Extract provided
Start of Block
This behavior is not always desirable. Premature removal of large arrays in the Large Object Heap can lead to excessive heap fragmentation. This is another reason to think about using a different mechanism to reuse large arrays.

Penalty for no returning of rented arrays

The benchmark we started with in the case of ArrayPool<T>.Shared “breaks through” only the first level of pooling — thread local. The question arises, how performant is the second level — per core locked stacks, especially considering that it has locking. To measure it, let’s make a benchmark using two arrays from the pool at once.

// Threads = 16
// Iterations = 1024
// ArraySize = 1024
[Benchmark]
public void ArrayPoolConcurrent_TwoArrays()
{
  var tasks = new Task[Threads];
  for (int i = 0; i < Threads; i++)
  {
    tasks[i] = Task.Run(() =>
    {
      for (int j = 0; j < Iterations; j++)
      {
        var arr1 = pool.Rent(ArraySize);
        var arr2 = pool.Rent(ArraySize);
        Random.Shared.NextBytes(arr1);
        Random.Shared.NextBytes(arr2);
        pool.Return(arr2);
        pool.Return(arr1);
      }
    });
  }
  Task.WaitAll(tasks);
}

|      Pool |        Mean |      Allocated |
|----------:|------------:|---------------:|
| Allocator |      138 ms |  2146306.76 KB |
|    Create |      230 ms |        2.88 KB |
|    Shared |       33 ms |        2.53 KB |

The non-pooling workload took 24 ms — the second level of Shared pool is no free, but the pool is still quite fast — this is achieved by the fact that threads in the benchmark take arrays from different lists and capture different locks — contention does not occur.

Each thread does not always use only one list. If a matching array is not found in .Rent(N) in current core list, all other arrays are bypassed (round-robin), only after that a new array is allocated. And if you don’t put the arrays back into the pool, each call to .Rent(N) will grab all the locks in turn, resulting in a large contention.

|            Pool |        Mean | Lock Contentions |     Allocated |
|----------------:|------------:|-----------------:|--------------:|
|       Allocator |      138 ms |                - | 2146306.76 KB |
|          Shared |       33 ms |                - |       2.53 KB |
| Shared_NoReturn |      968 ms |        3666.6667 | 2144145.85 KB |

There is some “protection” against this issue. The second level of the pool (PerCoreLockedStacks) is initialized only the first time an array returns to it. If no arrays are returned to the pool anywhere in the program, .Rent(N) will allocate a new array without capturing locks.
End of Block
List of tasks
- 1) In the ArrayPool passage, when is the second level of the pool (PerCoreLockedStacks) initialized?
- 2) Extend the ArrayPool passage from its last sentence.
The listing after this point is separate from the ArrayPool passage.

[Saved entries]
Start of Block
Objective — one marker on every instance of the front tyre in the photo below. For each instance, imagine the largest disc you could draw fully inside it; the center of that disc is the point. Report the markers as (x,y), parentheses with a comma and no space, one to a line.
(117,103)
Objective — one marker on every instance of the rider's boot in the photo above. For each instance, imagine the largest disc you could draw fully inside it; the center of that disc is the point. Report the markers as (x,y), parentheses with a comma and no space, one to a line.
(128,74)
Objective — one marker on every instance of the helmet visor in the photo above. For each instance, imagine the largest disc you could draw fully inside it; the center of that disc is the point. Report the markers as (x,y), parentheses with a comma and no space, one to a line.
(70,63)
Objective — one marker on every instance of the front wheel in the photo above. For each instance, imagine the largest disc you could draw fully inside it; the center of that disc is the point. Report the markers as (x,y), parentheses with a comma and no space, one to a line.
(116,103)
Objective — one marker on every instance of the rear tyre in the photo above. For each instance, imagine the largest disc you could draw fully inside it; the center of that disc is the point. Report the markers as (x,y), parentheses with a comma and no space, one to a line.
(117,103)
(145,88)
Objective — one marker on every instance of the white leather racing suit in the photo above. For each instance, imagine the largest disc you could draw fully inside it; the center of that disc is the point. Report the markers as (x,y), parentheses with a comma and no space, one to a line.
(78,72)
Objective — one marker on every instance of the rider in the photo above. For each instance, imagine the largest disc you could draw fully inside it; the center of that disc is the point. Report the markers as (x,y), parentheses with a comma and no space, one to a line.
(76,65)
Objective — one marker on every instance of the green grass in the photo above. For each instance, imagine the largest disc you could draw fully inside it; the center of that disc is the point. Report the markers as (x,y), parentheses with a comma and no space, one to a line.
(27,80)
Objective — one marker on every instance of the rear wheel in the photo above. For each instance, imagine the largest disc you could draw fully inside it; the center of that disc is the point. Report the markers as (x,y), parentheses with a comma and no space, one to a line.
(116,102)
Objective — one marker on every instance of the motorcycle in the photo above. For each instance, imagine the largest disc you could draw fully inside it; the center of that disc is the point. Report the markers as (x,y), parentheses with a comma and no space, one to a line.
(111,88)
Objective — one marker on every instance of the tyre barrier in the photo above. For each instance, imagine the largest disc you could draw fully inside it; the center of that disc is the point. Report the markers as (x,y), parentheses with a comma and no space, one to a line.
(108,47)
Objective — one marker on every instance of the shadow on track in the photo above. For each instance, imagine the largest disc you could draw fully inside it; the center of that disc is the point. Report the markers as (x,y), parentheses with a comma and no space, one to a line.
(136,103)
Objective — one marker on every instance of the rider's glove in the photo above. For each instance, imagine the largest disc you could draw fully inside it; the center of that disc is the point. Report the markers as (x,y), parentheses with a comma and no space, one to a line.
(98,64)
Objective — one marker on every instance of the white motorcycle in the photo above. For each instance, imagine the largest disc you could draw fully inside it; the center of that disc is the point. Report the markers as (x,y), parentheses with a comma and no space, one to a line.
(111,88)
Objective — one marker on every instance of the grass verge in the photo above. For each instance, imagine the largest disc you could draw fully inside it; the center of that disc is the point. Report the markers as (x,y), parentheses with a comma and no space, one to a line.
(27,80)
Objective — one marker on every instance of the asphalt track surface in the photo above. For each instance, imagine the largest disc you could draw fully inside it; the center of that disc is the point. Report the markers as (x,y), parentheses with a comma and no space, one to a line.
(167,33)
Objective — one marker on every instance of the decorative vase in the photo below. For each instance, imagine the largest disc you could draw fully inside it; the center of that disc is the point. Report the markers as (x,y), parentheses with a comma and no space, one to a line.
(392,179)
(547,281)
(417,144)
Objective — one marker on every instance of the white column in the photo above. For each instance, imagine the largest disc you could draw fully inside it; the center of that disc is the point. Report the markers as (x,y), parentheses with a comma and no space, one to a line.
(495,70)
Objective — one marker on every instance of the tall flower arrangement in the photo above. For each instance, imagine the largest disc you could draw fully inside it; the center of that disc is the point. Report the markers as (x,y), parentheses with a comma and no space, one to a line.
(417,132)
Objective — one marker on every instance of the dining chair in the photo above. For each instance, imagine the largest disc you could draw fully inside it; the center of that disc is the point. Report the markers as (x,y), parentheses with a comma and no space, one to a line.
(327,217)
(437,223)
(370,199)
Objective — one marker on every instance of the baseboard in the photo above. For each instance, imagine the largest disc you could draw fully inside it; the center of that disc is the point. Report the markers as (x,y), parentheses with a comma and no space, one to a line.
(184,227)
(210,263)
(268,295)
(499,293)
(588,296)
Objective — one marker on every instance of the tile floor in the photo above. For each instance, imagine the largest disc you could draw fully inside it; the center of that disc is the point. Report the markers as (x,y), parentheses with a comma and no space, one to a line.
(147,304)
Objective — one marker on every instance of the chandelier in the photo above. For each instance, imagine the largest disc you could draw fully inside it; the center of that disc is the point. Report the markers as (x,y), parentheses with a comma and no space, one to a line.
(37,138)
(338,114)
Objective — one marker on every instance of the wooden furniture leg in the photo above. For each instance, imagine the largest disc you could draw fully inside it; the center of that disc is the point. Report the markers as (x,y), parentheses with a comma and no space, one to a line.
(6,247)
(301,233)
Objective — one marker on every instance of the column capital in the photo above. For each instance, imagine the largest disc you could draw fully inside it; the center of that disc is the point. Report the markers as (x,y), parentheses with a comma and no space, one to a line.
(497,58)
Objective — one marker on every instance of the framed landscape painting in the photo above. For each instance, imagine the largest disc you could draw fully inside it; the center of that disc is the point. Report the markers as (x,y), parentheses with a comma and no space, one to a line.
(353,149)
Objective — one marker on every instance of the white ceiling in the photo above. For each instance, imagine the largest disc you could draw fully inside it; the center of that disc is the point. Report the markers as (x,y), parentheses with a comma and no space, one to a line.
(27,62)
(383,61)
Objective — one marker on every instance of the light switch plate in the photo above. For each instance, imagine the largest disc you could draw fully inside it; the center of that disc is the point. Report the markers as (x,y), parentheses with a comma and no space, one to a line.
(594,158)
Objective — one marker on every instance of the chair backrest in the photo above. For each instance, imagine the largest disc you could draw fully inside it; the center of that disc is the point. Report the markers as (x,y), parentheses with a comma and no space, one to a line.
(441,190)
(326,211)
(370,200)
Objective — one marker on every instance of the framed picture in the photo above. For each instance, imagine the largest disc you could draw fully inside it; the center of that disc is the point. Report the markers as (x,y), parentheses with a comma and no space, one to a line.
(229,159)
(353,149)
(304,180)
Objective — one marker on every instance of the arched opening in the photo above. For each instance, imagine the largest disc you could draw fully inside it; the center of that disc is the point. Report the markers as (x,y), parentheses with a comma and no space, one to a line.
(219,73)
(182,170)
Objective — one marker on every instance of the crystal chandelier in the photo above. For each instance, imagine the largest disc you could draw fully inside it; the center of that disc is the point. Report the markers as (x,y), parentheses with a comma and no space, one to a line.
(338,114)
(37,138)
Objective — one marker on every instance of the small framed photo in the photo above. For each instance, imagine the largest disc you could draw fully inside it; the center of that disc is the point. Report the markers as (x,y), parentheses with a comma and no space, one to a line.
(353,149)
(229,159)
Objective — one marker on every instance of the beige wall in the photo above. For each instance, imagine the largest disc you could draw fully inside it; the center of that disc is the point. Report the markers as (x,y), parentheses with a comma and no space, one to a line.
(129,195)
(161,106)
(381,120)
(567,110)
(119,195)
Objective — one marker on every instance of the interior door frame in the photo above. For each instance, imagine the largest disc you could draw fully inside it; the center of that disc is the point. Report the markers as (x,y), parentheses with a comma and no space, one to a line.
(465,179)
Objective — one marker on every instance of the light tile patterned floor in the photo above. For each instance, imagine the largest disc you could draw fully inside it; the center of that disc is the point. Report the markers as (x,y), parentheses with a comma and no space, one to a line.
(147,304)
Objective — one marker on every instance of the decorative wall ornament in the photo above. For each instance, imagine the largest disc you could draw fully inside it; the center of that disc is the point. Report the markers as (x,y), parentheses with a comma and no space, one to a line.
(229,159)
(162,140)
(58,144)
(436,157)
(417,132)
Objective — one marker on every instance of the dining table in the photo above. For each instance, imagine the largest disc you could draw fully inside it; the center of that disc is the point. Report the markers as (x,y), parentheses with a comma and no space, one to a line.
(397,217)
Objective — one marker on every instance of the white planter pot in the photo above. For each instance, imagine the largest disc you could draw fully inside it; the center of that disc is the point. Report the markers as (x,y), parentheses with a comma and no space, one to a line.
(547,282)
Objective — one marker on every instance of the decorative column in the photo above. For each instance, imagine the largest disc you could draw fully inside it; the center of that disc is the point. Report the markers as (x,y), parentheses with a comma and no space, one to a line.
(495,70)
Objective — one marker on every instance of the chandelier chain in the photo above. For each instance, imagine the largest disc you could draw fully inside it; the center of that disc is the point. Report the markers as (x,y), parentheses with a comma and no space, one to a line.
End of Block
Start of Block
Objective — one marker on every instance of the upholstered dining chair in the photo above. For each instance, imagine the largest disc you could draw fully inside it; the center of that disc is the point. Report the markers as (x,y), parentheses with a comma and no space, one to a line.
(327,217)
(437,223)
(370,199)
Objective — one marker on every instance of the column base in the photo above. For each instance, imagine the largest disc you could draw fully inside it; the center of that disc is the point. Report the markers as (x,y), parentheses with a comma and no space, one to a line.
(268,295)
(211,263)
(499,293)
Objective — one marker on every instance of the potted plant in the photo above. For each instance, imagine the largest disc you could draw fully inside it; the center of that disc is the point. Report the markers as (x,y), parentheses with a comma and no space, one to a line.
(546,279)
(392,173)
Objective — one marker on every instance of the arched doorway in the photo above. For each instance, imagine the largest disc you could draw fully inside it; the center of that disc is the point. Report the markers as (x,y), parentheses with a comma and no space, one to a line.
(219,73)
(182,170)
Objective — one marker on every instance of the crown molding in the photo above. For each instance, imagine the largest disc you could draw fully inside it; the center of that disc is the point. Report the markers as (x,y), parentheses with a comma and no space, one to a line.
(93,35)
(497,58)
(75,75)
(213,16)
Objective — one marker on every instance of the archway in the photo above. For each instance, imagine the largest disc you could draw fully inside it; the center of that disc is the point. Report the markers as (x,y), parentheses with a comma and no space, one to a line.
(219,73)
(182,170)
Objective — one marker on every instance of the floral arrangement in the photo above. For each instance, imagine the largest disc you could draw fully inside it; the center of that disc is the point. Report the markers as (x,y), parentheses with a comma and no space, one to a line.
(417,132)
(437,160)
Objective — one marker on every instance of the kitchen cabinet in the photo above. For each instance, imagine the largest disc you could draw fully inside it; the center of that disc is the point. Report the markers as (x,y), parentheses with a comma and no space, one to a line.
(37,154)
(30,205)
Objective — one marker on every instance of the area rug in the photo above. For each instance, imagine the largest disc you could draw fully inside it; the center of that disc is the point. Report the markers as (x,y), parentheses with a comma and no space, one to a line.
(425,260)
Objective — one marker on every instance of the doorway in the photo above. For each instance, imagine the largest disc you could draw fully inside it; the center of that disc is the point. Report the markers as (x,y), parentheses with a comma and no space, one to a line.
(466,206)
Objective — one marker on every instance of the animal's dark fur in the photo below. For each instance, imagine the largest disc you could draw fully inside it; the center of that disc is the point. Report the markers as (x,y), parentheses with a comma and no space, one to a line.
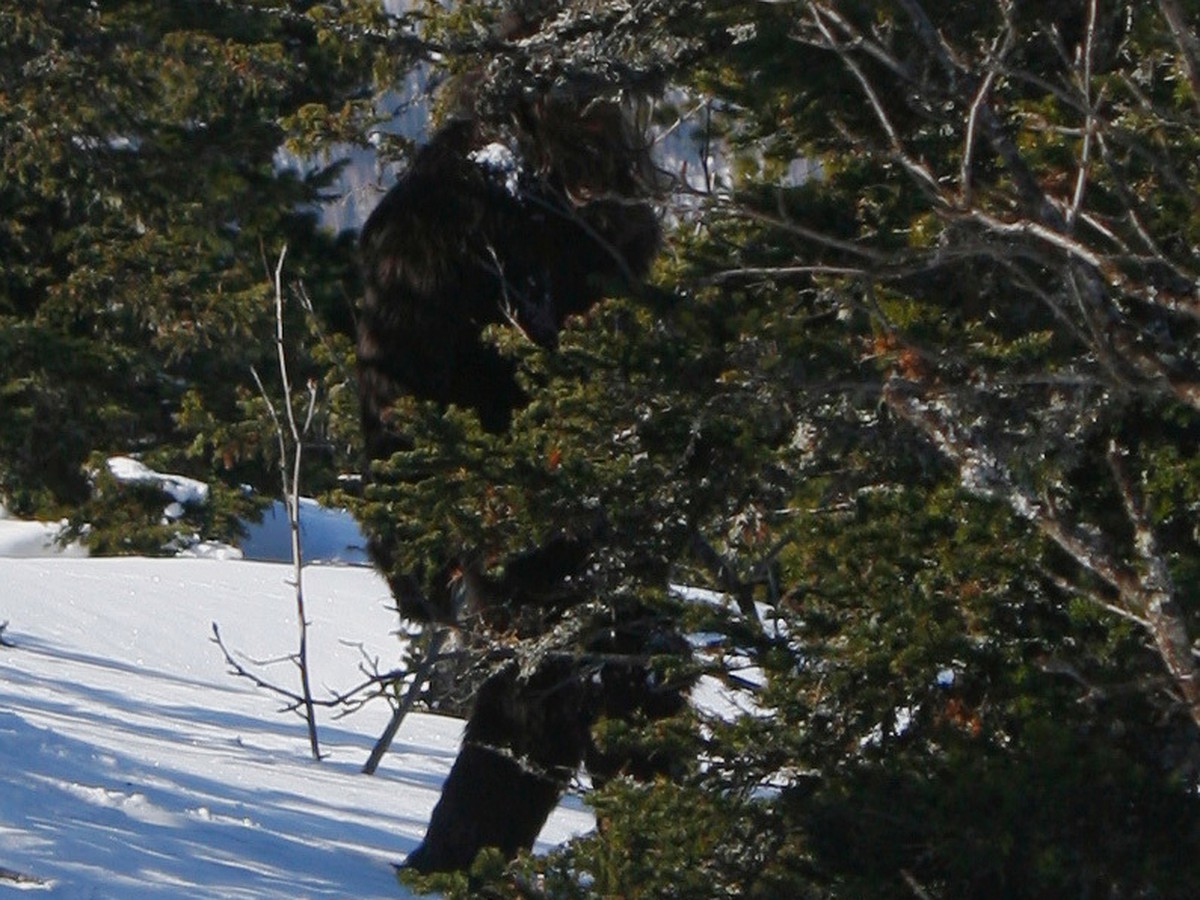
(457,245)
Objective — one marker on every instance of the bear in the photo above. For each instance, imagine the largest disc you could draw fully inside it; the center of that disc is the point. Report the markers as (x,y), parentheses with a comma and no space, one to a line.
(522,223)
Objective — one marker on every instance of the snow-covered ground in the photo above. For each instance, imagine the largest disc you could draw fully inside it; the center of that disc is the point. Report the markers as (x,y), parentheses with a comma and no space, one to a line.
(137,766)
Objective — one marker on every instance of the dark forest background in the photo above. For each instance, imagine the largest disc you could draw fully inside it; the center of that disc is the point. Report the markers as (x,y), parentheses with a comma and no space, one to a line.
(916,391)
End of Block
Answer section
- 1) It is initialized only the first time an array returns to it.

- 2)
Also, the Shared pool capacity is relatively small — 8 arrays of each size in each PerCoreLockedStacks (i.e. 512 per size maximum). And if you need a lot of arrays, each of which will be used long term, there will be no effect from pooling, because new arrays will inevitably be created, and threads will capture locks in the hope of finding something in the empty pool.

Diagnostics

System.Buffers.ArrayPoolEventSource events are provided to monitor standard implementations of ArrayPool<T>. You can get them through PerfView, dotnet trace, EventListener and other ways. The main event that makes sense to look at is BufferAllocated — if a lot of new arrays are allocated, then pooling is ineffective. The problem with lock contention in case of Shared pooling can be calculated from Microsoft-Windows-DotNETRuntime/Contention/Start events.

PerfView stacktrace example:

Event Microsoft-Windows-DotNETRuntime/Contention/Start
+ module coreclr <<coreclr!?>>
 + module System.Private.CoreLib.il <<System.Private.CoreLib.il!System.Buffers.TlsOverPerCoreLockedStacksArrayPool`1[System.Byte].Rent(int32)>>
 |+ module app <<app!PoolExperiments.<NoReturningMethod>b__24_0()>>

Alas, there are no events about inefficient use of SpinLock. But inefficient use of ConfigurableArrayPool<T> can be found out by profiling or dump analysis.

dotnet dump stacktrace example:

Call Site
[HelperMethodFrame: 0000004e2f77f488] System.Threading.Thread.SleepInternal(Int32)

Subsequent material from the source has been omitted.